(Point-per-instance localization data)
Segment Open

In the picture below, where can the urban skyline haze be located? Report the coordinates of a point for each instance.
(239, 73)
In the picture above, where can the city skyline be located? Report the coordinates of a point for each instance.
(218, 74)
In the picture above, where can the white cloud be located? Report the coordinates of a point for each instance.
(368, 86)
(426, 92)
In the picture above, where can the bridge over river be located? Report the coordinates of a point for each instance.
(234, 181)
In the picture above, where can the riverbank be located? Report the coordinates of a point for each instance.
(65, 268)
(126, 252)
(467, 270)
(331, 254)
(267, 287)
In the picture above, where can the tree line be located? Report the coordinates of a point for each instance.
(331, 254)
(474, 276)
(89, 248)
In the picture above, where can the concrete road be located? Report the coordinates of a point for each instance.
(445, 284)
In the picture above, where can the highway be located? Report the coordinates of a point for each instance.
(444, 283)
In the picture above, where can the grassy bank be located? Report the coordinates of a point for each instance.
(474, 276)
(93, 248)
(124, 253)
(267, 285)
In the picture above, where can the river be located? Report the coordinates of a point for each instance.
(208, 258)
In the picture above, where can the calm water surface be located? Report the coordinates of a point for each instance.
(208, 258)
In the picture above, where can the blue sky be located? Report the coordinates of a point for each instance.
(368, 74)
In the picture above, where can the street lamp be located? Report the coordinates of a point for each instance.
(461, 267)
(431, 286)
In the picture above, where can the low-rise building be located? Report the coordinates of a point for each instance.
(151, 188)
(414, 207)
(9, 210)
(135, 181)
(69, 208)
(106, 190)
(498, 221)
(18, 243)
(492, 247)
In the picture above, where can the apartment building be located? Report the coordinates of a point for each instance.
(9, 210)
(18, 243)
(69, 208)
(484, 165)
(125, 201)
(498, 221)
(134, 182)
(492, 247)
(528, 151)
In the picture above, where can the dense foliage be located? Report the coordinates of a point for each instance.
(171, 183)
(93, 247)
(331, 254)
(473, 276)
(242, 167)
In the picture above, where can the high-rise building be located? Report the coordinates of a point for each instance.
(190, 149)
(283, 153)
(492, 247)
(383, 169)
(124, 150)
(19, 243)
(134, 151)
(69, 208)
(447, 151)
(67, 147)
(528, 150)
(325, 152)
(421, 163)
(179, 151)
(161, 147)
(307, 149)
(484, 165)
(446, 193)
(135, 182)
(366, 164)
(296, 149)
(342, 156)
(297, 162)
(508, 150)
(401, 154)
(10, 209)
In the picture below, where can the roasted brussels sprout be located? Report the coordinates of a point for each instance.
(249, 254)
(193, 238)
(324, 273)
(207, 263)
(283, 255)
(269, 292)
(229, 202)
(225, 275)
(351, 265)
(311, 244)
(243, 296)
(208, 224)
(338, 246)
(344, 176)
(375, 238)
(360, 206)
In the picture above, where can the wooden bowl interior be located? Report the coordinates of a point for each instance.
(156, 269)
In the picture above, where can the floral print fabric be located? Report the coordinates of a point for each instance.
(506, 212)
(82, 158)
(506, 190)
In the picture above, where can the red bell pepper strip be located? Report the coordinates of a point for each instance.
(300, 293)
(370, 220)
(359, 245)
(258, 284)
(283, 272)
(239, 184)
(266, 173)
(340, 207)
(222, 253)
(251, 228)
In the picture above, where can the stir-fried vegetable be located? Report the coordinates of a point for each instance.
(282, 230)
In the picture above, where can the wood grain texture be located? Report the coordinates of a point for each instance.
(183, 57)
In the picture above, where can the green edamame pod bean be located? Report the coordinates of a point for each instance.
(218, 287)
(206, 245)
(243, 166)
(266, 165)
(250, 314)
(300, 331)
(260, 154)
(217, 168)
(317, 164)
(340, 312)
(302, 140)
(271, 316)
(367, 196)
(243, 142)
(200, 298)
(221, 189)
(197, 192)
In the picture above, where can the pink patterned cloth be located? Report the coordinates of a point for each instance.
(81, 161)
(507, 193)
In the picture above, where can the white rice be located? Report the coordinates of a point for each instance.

Segment Closed

:: Requirement ::
Word for word, reproduce every line of the data.

:: Answer to the problem ::
In the picture below, where can the urban skyline haze be located? Report the coordinates of a point for each instance.
(239, 73)
In the picture above, where can the city skyline be located? Report the coordinates of a point for each instance.
(218, 74)
In the picture above, where can the white cloud be located? Report the coordinates of a point for each instance.
(368, 86)
(426, 92)
In the picture above, where can the bridge over river be located? Report the coordinates of a point for each instance.
(234, 181)
In the picture above, where can the riverbank be located? Report the coordinates of a point for each instance.
(65, 268)
(126, 252)
(467, 270)
(331, 254)
(267, 287)
In the picture above, where can the tree line be located? Report the coordinates of a point for each instance.
(331, 254)
(474, 276)
(89, 248)
In the picture above, where can the concrete road be located? Report the coordinates of a point for each instance.
(445, 284)
In the picture above, where can the highway be located? Report the coordinates of a point for each instance.
(444, 283)
In the picture above, where can the grassy bank be located? Report the coordinates of a point for each instance.
(474, 276)
(93, 248)
(124, 253)
(267, 285)
In the picture above, where can the river be located? Report the coordinates of a point for each instance.
(208, 258)
In the picture above, where can the calm water surface be located? Report the coordinates of a point for each instance.
(208, 258)
In the picture above, where can the blue sky be located? Report the coordinates of a point for each instance.
(368, 74)
In the picture above, where can the street lamp be located? Report the coordinates of a point for each instance.
(461, 267)
(431, 286)
In the picture above, where can the low-rise building be located? Report the coordinates of a point for each instance.
(151, 188)
(414, 207)
(9, 210)
(135, 181)
(69, 208)
(106, 190)
(498, 221)
(18, 243)
(492, 247)
In the picture above, where can the apartment building be located? Report the coordinates of a point for each instance.
(9, 210)
(18, 243)
(69, 208)
(484, 165)
(125, 201)
(498, 221)
(134, 182)
(492, 247)
(528, 151)
In the picture above, where can the dense foliage be located? Report the coordinates of a point for each instance.
(171, 183)
(93, 247)
(331, 254)
(473, 276)
(242, 167)
In the picture above, where can the high-rise building be located? Report the coordinates of a point for each instance.
(190, 149)
(283, 153)
(492, 247)
(383, 169)
(124, 150)
(19, 243)
(134, 151)
(69, 208)
(447, 151)
(67, 147)
(528, 150)
(325, 152)
(421, 163)
(179, 151)
(161, 147)
(307, 149)
(484, 165)
(446, 193)
(135, 182)
(366, 164)
(296, 149)
(342, 156)
(297, 162)
(508, 150)
(401, 154)
(10, 209)
In the picture below, where can the roasted brussels sprout be located? Report the coordinates of a point for each instance.
(249, 254)
(193, 238)
(324, 273)
(207, 263)
(283, 255)
(269, 292)
(229, 202)
(225, 275)
(351, 265)
(311, 244)
(243, 296)
(208, 224)
(338, 246)
(344, 176)
(375, 238)
(360, 206)
In the picture above, where can the wooden bowl interior be located? Report the coordinates of a point for each instance.
(156, 269)
In the picture above, where can the floral print fabric be located? Report the coordinates of a point for each instance.
(506, 212)
(82, 158)
(506, 190)
In the picture above, where can the red bell pepper strip be located? Report the coordinates of a point for each instance.
(300, 293)
(370, 220)
(359, 245)
(258, 284)
(283, 272)
(239, 184)
(266, 173)
(340, 207)
(222, 253)
(251, 228)
In the picture above, where can the stir-fried vegetable be located? Report the coordinates of a point for each instance.
(282, 230)
In the picture above, where can the wood grain texture be located? Report the coordinates of a point for each instance.
(183, 57)
In the picture above, where can the green edamame pod bean be located? Report the coordinates of a point for each instance.
(218, 287)
(206, 245)
(243, 166)
(266, 165)
(250, 314)
(300, 331)
(260, 154)
(217, 168)
(317, 164)
(340, 312)
(302, 140)
(271, 316)
(367, 196)
(243, 142)
(200, 298)
(221, 189)
(197, 192)
In the picture above, where can the pink patterned cloth be located? Report the coordinates of a point for each instance.
(81, 161)
(507, 193)
In the picture above, where can the white rice be located? Report the coordinates of a point for each instance.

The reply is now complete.